#### EXTRACTED DATA

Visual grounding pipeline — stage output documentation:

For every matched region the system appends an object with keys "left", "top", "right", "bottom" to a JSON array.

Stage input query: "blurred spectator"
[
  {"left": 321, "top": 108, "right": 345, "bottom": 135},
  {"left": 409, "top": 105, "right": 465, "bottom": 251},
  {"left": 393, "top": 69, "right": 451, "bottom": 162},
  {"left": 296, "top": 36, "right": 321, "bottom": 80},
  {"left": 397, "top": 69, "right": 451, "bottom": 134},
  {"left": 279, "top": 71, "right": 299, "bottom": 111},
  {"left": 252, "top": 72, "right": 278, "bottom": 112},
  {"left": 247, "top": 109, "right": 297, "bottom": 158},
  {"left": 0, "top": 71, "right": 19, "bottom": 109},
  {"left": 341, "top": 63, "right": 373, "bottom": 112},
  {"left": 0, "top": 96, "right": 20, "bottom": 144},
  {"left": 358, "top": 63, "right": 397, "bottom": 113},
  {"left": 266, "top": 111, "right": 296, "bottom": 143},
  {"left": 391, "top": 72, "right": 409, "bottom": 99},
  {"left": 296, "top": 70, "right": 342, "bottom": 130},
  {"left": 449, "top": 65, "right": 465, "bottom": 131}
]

########
#### EXTRACTED DATA

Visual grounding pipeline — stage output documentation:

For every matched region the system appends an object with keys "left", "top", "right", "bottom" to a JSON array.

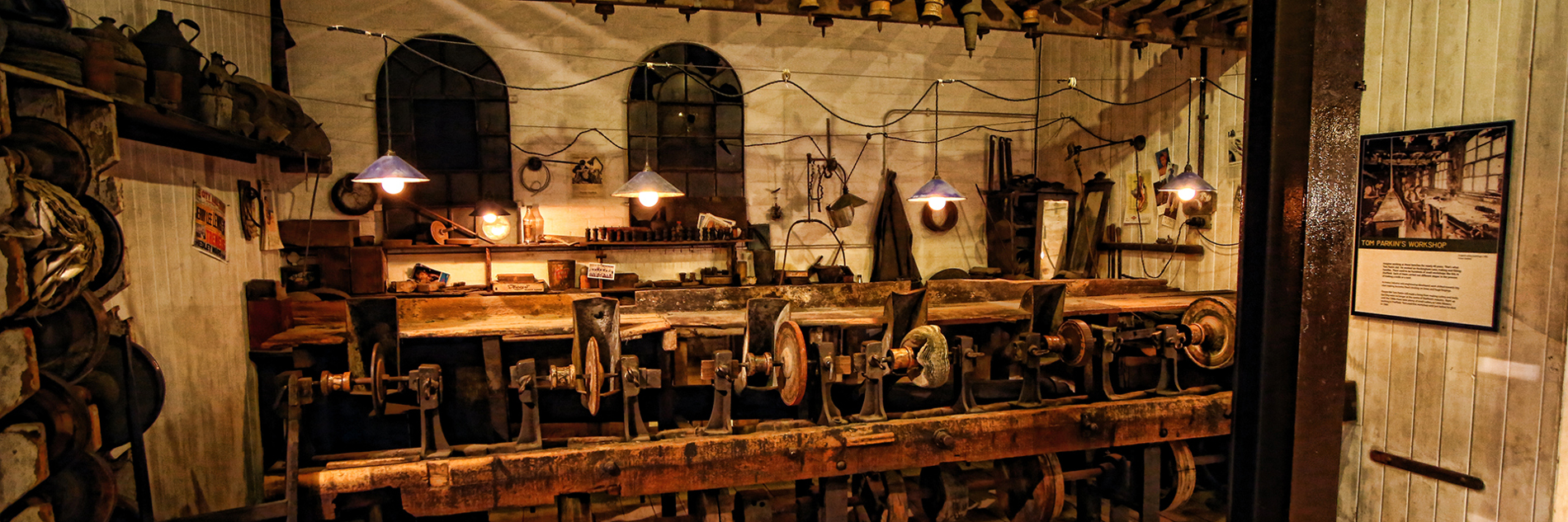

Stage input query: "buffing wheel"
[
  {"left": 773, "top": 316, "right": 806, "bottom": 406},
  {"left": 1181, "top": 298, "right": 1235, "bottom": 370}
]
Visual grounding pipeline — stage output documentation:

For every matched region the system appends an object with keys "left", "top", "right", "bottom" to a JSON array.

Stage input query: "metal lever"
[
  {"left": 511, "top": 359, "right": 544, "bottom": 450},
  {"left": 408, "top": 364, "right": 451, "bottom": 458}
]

########
#### EXTRACTED DATA

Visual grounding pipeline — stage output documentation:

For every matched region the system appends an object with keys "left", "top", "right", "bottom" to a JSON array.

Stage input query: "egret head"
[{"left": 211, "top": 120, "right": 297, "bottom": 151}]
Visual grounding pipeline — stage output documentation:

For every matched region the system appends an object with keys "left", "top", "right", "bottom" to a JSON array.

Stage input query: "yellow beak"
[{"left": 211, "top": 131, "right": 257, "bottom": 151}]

########

#### EXERCISE BRIEF:
Find every line in the records above that contains the string "query", and copy each of those lines. Case counts.

#### SOLUTION FOR THIS PROBLEM:
Stage input query: "blurred spectator"
Stage input query: "buffing wheel"
Stage input query: "metal lever"
Stage input query: "egret head"
Stage input query: "yellow beak"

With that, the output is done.